> [Article]
Yankees’ Announcer Blasts Players For ‘Infantile’ Pregame Act

YES Network's Michael Kay scolded two Yankees players for their "childish" actions before a July 4 game.
New York Yankees' Aaron Judge, center, salutes Suzyn Waldman after her singing of the national anthem before the Yankees host the Boston Red Sox on Friday, July 31, 2020, in New York. DJ LeMahieu is at left and Gleyber Torres at right.
New York Yankees' Aaron Judge, center, salutes Suzyn Waldman after her singing of the national anthem before the Yankees host the Boston Red Sox on Friday, July 31, 2020, in New York. DJ LeMahieu is at left and Gleyber Torres at right. / Danielle Parhizkaran/NorthJersey.com /

Prior to the New York Yankees’ July 4 loss against the Cincinnati Reds, injured pitchers' Ian Hamilton and Cody Poteet engaged in a national anthem standoff against two Reds players.

> [Stored rows]

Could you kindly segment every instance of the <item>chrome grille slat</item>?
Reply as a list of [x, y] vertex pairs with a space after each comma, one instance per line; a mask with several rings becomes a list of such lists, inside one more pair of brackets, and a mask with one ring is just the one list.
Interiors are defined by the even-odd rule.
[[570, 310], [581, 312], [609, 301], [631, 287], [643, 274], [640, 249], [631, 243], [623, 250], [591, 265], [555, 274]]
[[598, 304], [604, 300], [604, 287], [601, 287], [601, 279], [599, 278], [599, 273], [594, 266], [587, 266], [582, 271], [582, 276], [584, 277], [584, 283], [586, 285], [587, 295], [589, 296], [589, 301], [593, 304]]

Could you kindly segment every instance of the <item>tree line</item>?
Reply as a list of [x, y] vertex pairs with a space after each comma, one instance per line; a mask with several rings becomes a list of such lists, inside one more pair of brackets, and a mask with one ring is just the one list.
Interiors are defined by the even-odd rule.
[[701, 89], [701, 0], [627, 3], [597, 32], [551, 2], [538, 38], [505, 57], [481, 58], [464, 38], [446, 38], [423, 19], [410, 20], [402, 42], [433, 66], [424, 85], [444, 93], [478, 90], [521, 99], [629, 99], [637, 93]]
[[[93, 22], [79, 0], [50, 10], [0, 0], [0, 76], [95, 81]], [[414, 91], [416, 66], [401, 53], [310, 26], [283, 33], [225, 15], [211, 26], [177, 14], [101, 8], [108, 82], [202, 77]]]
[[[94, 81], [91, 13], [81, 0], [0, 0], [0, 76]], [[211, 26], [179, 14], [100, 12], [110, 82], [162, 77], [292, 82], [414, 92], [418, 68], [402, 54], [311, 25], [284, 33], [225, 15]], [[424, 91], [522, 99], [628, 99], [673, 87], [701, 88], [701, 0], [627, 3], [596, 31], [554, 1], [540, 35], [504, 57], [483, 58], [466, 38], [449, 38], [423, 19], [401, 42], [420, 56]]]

> [What to produce]
From the Yankees article above, extract the passage between "YES Network's Michael" and "two Reds players.", inclusive, word for word.

> [Answer for this exercise]
YES Network's Michael Kay scolded two Yankees players for their "childish" actions before a July 4 game.
New York Yankees' Aaron Judge, center, salutes Suzyn Waldman after her singing of the national anthem before the Yankees host the Boston Red Sox on Friday, July 31, 2020, in New York. DJ LeMahieu is at left and Gleyber Torres at right.
New York Yankees' Aaron Judge, center, salutes Suzyn Waldman after her singing of the national anthem before the Yankees host the Boston Red Sox on Friday, July 31, 2020, in New York. DJ LeMahieu is at left and Gleyber Torres at right. / Danielle Parhizkaran/NorthJersey.com /

Prior to the New York Yankees’ July 4 loss against the Cincinnati Reds, injured pitchers' Ian Hamilton and Cody Poteet engaged in a national anthem standoff against two Reds players.